-- Directions for this task --
Edit the records below so that every "innermost point" becomes "central point", with nothing else changed. Leave the pictures out of your answer.

Object location annotation data

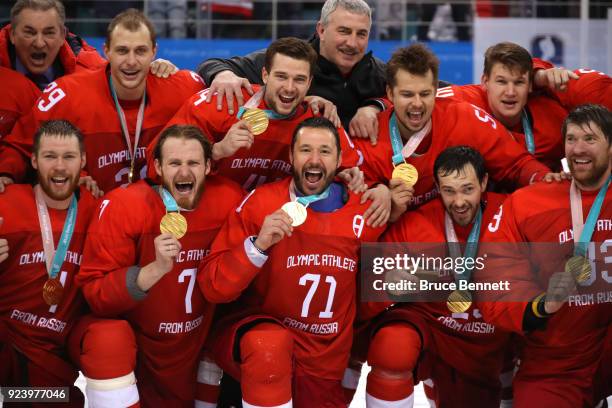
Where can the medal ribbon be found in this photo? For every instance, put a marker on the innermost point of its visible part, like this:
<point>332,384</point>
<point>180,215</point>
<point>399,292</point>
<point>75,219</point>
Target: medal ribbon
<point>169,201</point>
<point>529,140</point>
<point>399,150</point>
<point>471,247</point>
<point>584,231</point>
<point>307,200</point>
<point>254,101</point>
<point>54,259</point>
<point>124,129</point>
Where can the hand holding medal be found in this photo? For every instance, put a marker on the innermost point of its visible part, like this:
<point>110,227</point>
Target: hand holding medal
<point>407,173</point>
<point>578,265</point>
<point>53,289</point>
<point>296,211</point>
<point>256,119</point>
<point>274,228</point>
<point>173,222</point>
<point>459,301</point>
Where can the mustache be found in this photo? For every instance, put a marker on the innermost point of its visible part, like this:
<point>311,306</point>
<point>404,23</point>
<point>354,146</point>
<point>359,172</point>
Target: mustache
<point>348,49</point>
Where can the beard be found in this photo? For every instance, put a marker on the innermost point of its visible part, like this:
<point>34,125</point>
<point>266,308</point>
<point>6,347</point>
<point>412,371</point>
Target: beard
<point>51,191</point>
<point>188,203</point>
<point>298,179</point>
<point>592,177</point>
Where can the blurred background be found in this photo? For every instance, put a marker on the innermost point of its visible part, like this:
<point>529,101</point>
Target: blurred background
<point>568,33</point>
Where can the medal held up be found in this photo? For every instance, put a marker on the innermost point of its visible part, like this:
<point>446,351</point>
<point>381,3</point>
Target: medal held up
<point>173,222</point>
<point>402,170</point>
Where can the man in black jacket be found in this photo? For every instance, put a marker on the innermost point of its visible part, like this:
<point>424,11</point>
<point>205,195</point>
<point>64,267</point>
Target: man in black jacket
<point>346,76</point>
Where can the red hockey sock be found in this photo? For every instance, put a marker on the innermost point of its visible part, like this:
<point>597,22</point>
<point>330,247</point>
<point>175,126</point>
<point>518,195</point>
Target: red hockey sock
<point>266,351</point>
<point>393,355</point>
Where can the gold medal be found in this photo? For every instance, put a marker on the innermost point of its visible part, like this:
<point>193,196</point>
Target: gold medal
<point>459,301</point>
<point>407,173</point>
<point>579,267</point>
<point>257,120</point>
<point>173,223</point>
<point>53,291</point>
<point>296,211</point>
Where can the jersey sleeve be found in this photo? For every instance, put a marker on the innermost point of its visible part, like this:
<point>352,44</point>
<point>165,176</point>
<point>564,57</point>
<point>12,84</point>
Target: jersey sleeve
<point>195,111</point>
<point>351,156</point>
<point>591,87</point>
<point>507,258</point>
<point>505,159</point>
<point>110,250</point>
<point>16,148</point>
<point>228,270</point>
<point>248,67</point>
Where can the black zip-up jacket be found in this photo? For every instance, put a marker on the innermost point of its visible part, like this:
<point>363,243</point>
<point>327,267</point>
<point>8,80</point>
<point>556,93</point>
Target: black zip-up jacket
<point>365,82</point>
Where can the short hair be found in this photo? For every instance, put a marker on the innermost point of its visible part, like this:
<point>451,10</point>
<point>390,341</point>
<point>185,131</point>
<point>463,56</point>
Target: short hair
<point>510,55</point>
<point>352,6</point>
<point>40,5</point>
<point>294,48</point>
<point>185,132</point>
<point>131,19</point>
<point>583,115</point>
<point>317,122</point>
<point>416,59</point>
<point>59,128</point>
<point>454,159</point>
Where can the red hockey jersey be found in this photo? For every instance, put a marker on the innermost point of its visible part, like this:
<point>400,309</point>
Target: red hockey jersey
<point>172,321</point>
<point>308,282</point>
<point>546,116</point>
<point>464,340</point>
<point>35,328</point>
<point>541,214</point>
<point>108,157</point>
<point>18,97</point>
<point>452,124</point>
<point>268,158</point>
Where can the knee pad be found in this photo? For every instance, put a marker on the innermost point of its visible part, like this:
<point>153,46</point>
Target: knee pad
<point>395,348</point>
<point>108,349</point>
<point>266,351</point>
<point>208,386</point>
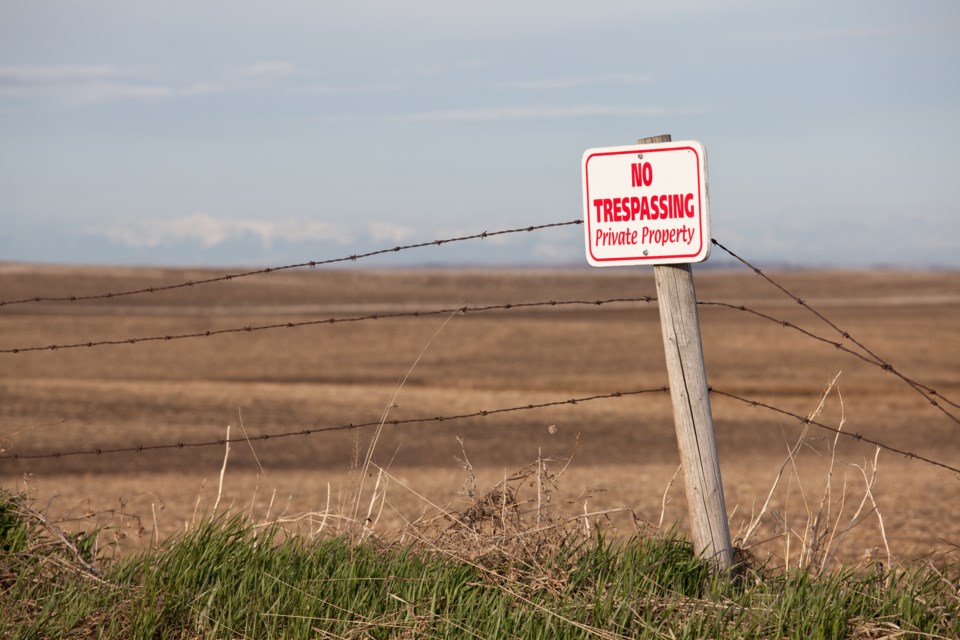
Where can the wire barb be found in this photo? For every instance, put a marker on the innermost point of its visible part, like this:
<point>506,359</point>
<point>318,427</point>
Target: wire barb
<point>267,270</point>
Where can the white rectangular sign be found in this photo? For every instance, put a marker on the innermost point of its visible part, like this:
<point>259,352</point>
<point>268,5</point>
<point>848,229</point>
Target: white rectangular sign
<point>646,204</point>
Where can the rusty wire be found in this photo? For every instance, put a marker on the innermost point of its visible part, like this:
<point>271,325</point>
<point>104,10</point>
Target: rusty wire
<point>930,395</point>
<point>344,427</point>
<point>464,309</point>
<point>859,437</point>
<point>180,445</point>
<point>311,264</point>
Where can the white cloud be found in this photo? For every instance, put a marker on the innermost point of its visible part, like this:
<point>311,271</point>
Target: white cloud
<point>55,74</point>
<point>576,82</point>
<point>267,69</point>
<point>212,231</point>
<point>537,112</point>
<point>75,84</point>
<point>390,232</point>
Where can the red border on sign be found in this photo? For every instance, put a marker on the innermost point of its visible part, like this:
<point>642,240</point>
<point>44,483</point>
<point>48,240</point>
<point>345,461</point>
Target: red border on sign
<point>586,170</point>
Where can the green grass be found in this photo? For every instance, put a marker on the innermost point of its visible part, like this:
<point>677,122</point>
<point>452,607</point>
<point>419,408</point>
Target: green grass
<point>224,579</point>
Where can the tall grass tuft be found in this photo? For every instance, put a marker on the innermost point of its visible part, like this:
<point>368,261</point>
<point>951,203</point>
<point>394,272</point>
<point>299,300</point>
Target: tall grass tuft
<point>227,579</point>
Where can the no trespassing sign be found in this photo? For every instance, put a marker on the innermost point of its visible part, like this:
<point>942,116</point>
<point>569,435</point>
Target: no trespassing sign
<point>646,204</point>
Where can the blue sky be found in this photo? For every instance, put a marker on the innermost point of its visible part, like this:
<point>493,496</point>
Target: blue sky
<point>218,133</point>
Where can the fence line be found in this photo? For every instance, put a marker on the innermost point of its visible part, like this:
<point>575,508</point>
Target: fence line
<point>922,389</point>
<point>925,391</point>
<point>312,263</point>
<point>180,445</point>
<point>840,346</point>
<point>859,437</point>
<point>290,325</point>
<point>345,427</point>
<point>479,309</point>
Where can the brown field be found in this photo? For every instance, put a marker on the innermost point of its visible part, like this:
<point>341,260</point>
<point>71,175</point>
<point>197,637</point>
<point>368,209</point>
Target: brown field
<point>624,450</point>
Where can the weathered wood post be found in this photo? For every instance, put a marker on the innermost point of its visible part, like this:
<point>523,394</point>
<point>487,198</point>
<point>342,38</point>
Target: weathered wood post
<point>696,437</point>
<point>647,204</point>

-- Exercise answer --
Where can the medal ribbon be found in this photo? For every instance, put a marker on the central point of its visible part, like this:
<point>332,384</point>
<point>180,215</point>
<point>399,292</point>
<point>75,219</point>
Target: medal ribbon
<point>169,201</point>
<point>529,140</point>
<point>399,150</point>
<point>471,247</point>
<point>584,231</point>
<point>307,200</point>
<point>254,101</point>
<point>54,259</point>
<point>124,129</point>
Where can the hand holding medal be found in this photo? For every instance, put a marker on the central point of its visible part, like this:
<point>110,227</point>
Target: hand holding medal
<point>407,173</point>
<point>578,265</point>
<point>53,289</point>
<point>296,211</point>
<point>256,119</point>
<point>274,228</point>
<point>173,222</point>
<point>459,301</point>
Where can the mustache be found in this photo? For every instance, put a marker on the central point of its visible part, like this:
<point>311,306</point>
<point>404,23</point>
<point>354,146</point>
<point>359,172</point>
Target: mustache
<point>348,49</point>
Where can the beard be found in this photo? For every instance, put a marker on the central point of its visible part, like this:
<point>34,125</point>
<point>266,308</point>
<point>6,347</point>
<point>412,371</point>
Target: beard
<point>51,191</point>
<point>188,203</point>
<point>298,179</point>
<point>592,177</point>
Where can the blurred background be found in this photo? For every instance, put a marker on the central point of its visible part, like this:
<point>529,101</point>
Target: blurred background
<point>568,33</point>
Where can the medal held up be found in this photo? For every instance, put a marker on the central point of its visible part, like this:
<point>446,351</point>
<point>381,3</point>
Target: medal held up
<point>173,222</point>
<point>402,170</point>
Where can the man in black jacket be found in this photo? For every instance, put a marker on the central point of its visible part, like this:
<point>424,11</point>
<point>205,195</point>
<point>64,267</point>
Target: man in black jacket
<point>346,76</point>
Where can the red hockey sock be found in this photo? For every instance, put a marker on the central point of its visible part, like this:
<point>597,22</point>
<point>330,247</point>
<point>175,126</point>
<point>518,195</point>
Target: red hockey sock
<point>266,351</point>
<point>393,355</point>
Where can the gold medal be found in this photo? For every instance, put a marker on the central point of its visible part, like this:
<point>193,196</point>
Target: gold medal
<point>459,301</point>
<point>407,173</point>
<point>579,267</point>
<point>257,120</point>
<point>173,223</point>
<point>53,291</point>
<point>296,211</point>
Where can the jersey sleeve be found in this photo? For every instance, put a marker on the central point of its visible part, like this:
<point>352,44</point>
<point>165,176</point>
<point>564,57</point>
<point>12,84</point>
Target: jersey sleeve
<point>195,111</point>
<point>351,156</point>
<point>591,87</point>
<point>507,258</point>
<point>505,159</point>
<point>110,250</point>
<point>16,148</point>
<point>228,270</point>
<point>248,67</point>
Where can the black zip-up jacket be found in this photo? For every instance, put a marker on the central point of its visible part, like this:
<point>363,243</point>
<point>327,267</point>
<point>8,80</point>
<point>556,93</point>
Target: black zip-up jacket
<point>365,82</point>
Where can the short hair be found in this photo? For every instance, put a marker on the central point of its visible part, like this:
<point>451,10</point>
<point>390,341</point>
<point>185,131</point>
<point>463,56</point>
Target: short hair
<point>510,55</point>
<point>352,6</point>
<point>40,5</point>
<point>294,48</point>
<point>185,132</point>
<point>131,19</point>
<point>583,115</point>
<point>317,122</point>
<point>416,59</point>
<point>59,128</point>
<point>454,159</point>
Where can the red hockey jersey be found in this photo? For every instance, put a marker on the central point of its visible part, like this:
<point>400,309</point>
Target: red hockey jersey
<point>172,321</point>
<point>308,282</point>
<point>546,116</point>
<point>464,340</point>
<point>35,328</point>
<point>541,214</point>
<point>108,157</point>
<point>18,97</point>
<point>452,124</point>
<point>268,158</point>
Where can the knee pad be found in this photo? For every instance, put a marker on the central point of its visible part, like this:
<point>153,46</point>
Target: knee pad
<point>395,348</point>
<point>108,349</point>
<point>266,351</point>
<point>208,386</point>
Where can the wire barb be found in this photo? For every instance, put a marker on the central point of its visible part, like this:
<point>506,359</point>
<point>318,427</point>
Target: wire barb
<point>267,270</point>
Where can the white rectangular sign be found in this photo? For every instance, put a marker on the central point of its visible part, like this:
<point>259,352</point>
<point>268,5</point>
<point>848,229</point>
Target: white rectangular sign
<point>646,204</point>
Where can the rusty wire be found in this photo? For every instance, put a marker on the central point of its visible part, like this:
<point>271,325</point>
<point>104,10</point>
Target: rusty wire
<point>930,395</point>
<point>344,427</point>
<point>464,309</point>
<point>859,437</point>
<point>180,445</point>
<point>311,264</point>
Where can the white cloud be found in this photo? For every instance, put a marker on the central point of its visible part, like this:
<point>311,271</point>
Target: white cloud
<point>55,74</point>
<point>576,82</point>
<point>267,69</point>
<point>212,231</point>
<point>537,112</point>
<point>75,84</point>
<point>390,232</point>
Where can the red border on sign be found in this photo? For every instance, put a marker on the central point of its visible part, like this:
<point>642,240</point>
<point>44,483</point>
<point>48,240</point>
<point>345,461</point>
Target: red border on sign
<point>586,170</point>
Where can the green grass be found in this photo? For every instance, put a marker on the central point of its visible part, like this:
<point>677,122</point>
<point>452,607</point>
<point>419,408</point>
Target: green grass
<point>224,579</point>
Where can the tall grass tuft be found in this photo? For every instance, put a marker on the central point of its visible part, like this:
<point>368,261</point>
<point>951,203</point>
<point>394,272</point>
<point>299,300</point>
Target: tall grass tuft
<point>227,579</point>
Where can the no trespassing sign be found in this photo? For every instance, put a marker on the central point of its visible part, like this:
<point>942,116</point>
<point>569,435</point>
Target: no trespassing sign
<point>646,204</point>
Where can the blue sky be found in this photo? For every instance, put a marker on the central point of its visible part, like this:
<point>493,496</point>
Target: blue sky
<point>218,133</point>
Where can the fence line be found in this photo? For every instance, put a marker on the central point of its visible part, like this:
<point>575,508</point>
Target: fence line
<point>922,389</point>
<point>925,391</point>
<point>312,263</point>
<point>180,445</point>
<point>840,346</point>
<point>859,437</point>
<point>290,325</point>
<point>345,427</point>
<point>479,309</point>
Where can the brown field be found in this photo? For every instance, put a marker on the central point of its visible part, like this:
<point>341,260</point>
<point>71,175</point>
<point>197,637</point>
<point>368,209</point>
Target: brown field
<point>624,450</point>
Where can the weathered wood post be found in this photo? For every instance, put a marker on the central point of its visible part, like this:
<point>523,394</point>
<point>487,198</point>
<point>342,38</point>
Target: weathered wood post
<point>696,437</point>
<point>647,204</point>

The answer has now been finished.